- Task brief
Reproduce the part of the book discussion starting at "## Starbrow" and ending at "just can't write.", keeping every word and mark the same.

Dislike the Earthsea quartet (Wizard of Earthsea, The Tombs of Atuan, The Farthest Shore and Tehanu) quite a lot, they're like the first 4 fantasy books - or so is my take on it - because they have SOOO much potential, but they don't achieve, lots of people say they are the best fantasy books written, but they just come across as the first stepping stone that every other fantasy novel is based on and it has some truely brilliant ideas that arent built up on, and you (I) never connected with the characeters. For those who've never read them, they are very short and go through things way to much for example: the main guy Ged when we first meet him is something like 11, the book is 167 pages long and in that time he grows to about 20, unleashes the worst monster thing in the world ever (or something) and he defeats it. The story could have easily and should have been a 1000 page trilogy at least, instead the entire quartet is 691 pages long. WAY to short.


----------



## Starbrow

I think the Earthseas books are fantastic and Leguin is my 2nd favorite author (after Tolkien, of course). However, I do agree with your assessment that there is a lot of story left untold. It leaves me with a somewhat dissatisfied feeling because I want to know so much more. I suspect LeGuin did not want to write your typical fantasy/action novel.


----------



## Annaheru

I had to read j.g. ballard (Crash _and_ Atrocity Exhibition ) and william s. burroughs (Nova Express) for a college course . . . first time I've ever left books unfinished. Burrough's concept, sabotage language, is fine, but 30pg is more than enough, and I can't even comprehend someone reading all 180pgs. ballard just can't write.

- Source material
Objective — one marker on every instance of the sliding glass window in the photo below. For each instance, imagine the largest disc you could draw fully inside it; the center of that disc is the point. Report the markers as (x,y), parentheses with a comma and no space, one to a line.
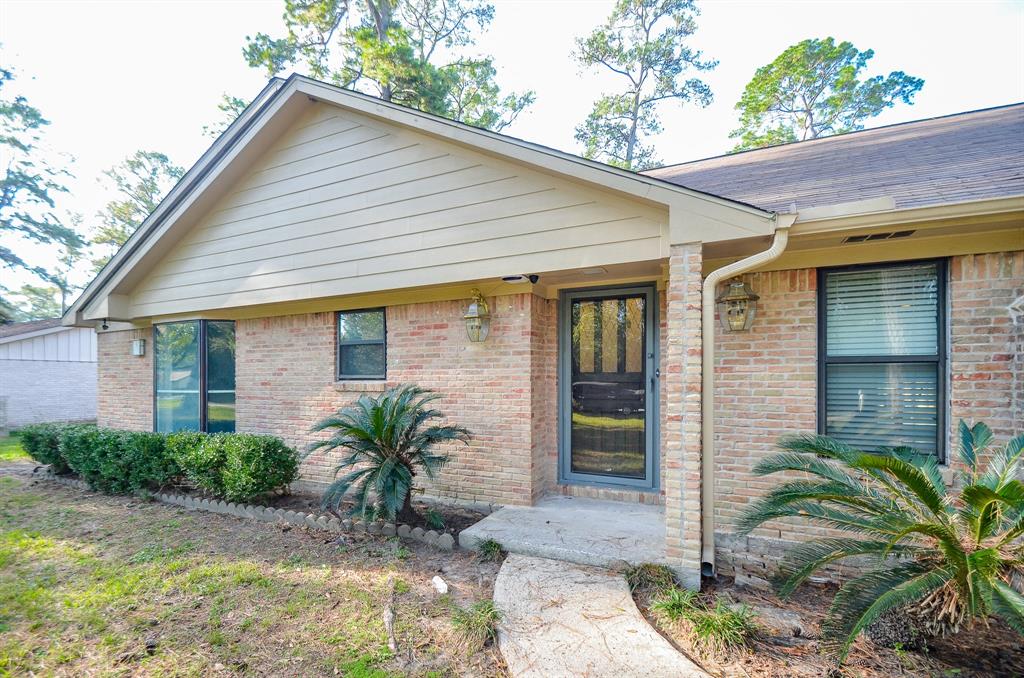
(195,376)
(882,363)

- Response below
## Starbrow

I think the Earthseas books are fantastic and Leguin is my 2nd favorite author (after Tolkien, of course). However, I do agree with your assessment that there is a lot of story left untold. It leaves me with a somewhat dissatisfied feeling because I want to know so much more. I suspect LeGuin did not want to write your typical fantasy/action novel.


----------



## Annaheru

I had to read j.g. ballard (Crash _and_ Atrocity Exhibition ) and william s. burroughs (Nova Express) for a college course . . . first time I've ever left books unfinished. Burrough's concept, sabotage language, is fine, but 30pg is more than enough, and I can't even comprehend someone reading all 180pgs. ballard just can't write.